## [Exercício 1]
Imprima o trecho do texto sobre Erupção que começa em "Para muito além" e vai até "invenção de vida.".
## [Exercício 2]
De acordo com o texto sobre Erupção, o que é uma constante nas composições cênicas?
## [Exercício 3]
Liste todas as palavras compostas ligadas por hífen que aparecem no texto sobre Erupção.

## [Página]

Quando a coletivA ocupação faz des performers corpos-cruzos na evocação de forças que desenham em Erupção uma cartografia tectônica, a encenação apresenta uma espécie de potência místico-dialética, onde a presença de entidades e encantades não se descola da materialidade histórica, compreendendo o rito como dimensão comunitária e organizador de sociedades plurais.

Para muito além dos nomes próprios escutados na cena, de líderes de revoltas à avôs e avós des performers-criadores, a Erupção é fundamentalmente coletiva e coletivizante. Nas composições cênicas, o coro é uma constante. Em coreografias, o movimento uníssono é contaminado por vibrações em diferentes frequências que emanam de cada corpo que pulsa. Nos cruzos habitados pela coletivA, emergem as tantas possibilidades de invenção de vida.

(Registros)
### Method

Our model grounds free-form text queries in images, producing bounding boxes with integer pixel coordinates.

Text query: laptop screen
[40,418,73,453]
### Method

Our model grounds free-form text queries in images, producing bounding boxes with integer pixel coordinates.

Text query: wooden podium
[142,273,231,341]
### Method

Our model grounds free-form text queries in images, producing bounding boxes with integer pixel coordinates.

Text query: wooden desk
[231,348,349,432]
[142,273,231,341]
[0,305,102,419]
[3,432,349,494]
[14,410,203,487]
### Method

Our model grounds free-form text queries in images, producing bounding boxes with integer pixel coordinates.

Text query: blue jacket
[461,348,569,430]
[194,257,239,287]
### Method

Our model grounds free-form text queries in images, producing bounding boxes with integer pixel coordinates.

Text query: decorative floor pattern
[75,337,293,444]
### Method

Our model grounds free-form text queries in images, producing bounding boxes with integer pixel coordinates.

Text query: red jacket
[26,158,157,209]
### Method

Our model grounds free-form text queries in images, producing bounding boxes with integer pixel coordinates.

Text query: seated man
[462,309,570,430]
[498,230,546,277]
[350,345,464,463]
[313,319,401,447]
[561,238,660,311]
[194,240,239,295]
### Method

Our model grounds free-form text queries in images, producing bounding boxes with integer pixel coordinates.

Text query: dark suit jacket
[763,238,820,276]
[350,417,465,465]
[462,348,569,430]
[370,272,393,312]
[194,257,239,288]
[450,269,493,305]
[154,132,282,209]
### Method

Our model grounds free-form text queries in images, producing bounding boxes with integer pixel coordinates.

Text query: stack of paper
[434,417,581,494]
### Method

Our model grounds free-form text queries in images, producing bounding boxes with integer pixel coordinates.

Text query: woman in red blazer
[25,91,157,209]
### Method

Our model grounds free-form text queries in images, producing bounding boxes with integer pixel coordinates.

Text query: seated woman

## [Resolução 1]
Para muito além dos nomes próprios escutados na cena, de líderes de revoltas à avôs e avós des performers-criadores, a Erupção é fundamentalmente coletiva e coletivizante. Nas composições cênicas, o coro é uma constante. Em coreografias, o movimento uníssono é contaminado por vibrações em diferentes frequências que emanam de cada corpo que pulsa. Nos cruzos habitados pela coletivA, emergem as tantas possibilidades de invenção de vida.

## [Resolução 2]
O coro.

## [Resolução 3]
corpos-cruzos
místico-dialética
performers-criadores